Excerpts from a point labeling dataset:
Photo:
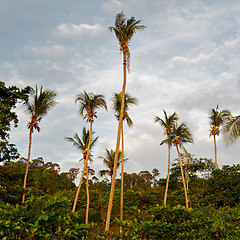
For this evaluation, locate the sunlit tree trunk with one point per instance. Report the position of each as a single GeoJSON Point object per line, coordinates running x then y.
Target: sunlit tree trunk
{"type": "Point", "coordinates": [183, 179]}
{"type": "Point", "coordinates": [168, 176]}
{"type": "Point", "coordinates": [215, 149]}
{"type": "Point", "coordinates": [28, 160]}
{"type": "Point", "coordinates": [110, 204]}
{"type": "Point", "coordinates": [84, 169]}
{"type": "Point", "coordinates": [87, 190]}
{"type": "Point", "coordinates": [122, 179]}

* * *

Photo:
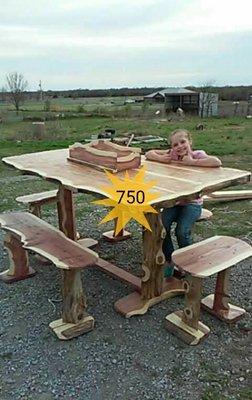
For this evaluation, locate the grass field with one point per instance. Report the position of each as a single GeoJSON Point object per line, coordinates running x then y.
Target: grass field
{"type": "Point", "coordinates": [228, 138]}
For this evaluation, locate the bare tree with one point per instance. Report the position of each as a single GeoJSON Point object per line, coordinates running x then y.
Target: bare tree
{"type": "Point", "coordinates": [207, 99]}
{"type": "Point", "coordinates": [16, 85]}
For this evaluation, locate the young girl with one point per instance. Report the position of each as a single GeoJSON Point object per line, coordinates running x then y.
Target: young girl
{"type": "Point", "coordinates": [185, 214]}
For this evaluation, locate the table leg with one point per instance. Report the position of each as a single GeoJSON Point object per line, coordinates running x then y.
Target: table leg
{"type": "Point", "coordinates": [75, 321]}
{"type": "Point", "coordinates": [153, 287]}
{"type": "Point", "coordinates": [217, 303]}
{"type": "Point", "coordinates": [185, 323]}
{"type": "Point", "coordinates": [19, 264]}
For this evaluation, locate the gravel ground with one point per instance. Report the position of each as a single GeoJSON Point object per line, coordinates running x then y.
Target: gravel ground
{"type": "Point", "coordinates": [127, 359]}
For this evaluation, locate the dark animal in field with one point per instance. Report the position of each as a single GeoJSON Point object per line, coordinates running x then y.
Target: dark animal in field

---

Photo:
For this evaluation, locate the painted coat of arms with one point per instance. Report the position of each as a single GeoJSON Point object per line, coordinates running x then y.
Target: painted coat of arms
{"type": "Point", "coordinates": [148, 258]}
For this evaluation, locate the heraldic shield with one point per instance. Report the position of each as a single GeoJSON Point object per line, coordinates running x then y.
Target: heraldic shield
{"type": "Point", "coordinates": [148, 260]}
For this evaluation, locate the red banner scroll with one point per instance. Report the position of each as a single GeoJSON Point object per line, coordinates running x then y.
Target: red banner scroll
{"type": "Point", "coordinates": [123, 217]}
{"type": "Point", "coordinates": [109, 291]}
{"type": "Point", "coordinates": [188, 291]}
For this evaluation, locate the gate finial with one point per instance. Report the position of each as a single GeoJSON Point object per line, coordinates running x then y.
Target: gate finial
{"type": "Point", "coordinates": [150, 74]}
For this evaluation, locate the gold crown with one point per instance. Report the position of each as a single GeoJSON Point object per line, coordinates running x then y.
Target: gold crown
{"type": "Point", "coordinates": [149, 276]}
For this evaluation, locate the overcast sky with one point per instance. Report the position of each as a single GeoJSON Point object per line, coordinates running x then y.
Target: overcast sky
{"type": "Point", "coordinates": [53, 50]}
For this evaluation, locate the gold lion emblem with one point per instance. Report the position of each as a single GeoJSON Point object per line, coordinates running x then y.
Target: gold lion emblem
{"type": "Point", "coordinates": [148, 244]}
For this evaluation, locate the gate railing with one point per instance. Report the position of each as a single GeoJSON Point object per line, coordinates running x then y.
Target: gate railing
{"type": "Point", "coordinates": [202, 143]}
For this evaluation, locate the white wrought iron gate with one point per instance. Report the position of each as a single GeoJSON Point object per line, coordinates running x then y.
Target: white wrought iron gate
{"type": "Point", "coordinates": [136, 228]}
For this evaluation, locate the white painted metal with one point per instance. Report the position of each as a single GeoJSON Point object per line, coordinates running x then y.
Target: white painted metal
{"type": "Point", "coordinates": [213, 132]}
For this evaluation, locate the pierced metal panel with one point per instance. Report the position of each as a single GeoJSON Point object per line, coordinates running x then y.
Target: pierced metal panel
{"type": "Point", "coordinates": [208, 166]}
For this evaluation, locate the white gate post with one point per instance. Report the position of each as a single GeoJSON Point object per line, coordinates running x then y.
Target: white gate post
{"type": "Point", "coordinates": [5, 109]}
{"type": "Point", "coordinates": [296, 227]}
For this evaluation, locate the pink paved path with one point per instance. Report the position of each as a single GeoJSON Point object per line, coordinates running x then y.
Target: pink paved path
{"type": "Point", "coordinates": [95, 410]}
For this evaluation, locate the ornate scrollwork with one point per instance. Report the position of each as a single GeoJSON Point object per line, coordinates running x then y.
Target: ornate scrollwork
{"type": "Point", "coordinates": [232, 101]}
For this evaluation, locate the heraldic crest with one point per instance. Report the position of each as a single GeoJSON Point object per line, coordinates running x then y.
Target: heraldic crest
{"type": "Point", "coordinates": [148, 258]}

> _WRITTEN REQUEST_
Give the stretch of the records that opens with the line containing "For this evaluation, locate the young" and closes with the line containing "Target: dark animal in field", both lines included, as a JSON list of strings with one string per line and blank lines left out.

> _RESPONSE_
[
  "For this evaluation, locate the young girl with one point per instance. Report the position of each as a single GeoJSON Point object per line, coordinates running x then y.",
  "Target: young girl",
  "{\"type\": \"Point\", \"coordinates\": [185, 214]}",
  "For this evaluation, locate the table leg with one point per instance. Report the position of each as a single GeoJSON Point object per line, coordinates running x then y.",
  "Target: table leg",
  "{\"type\": \"Point\", \"coordinates\": [75, 321]}",
  "{\"type\": \"Point\", \"coordinates\": [153, 287]}",
  "{\"type\": \"Point\", \"coordinates\": [217, 303]}",
  "{\"type\": \"Point\", \"coordinates\": [185, 323]}",
  "{\"type\": \"Point\", \"coordinates\": [19, 264]}",
  "For this evaluation, locate the gravel ground with one point per instance. Report the position of each as a single GeoJSON Point object per line, coordinates running x then y.",
  "Target: gravel ground",
  "{\"type\": \"Point\", \"coordinates\": [127, 359]}",
  "For this evaluation, locate the dark animal in field with one point per instance. Report the position of each as a single GeoJSON Point object per line, coordinates running x then y.",
  "Target: dark animal in field"
]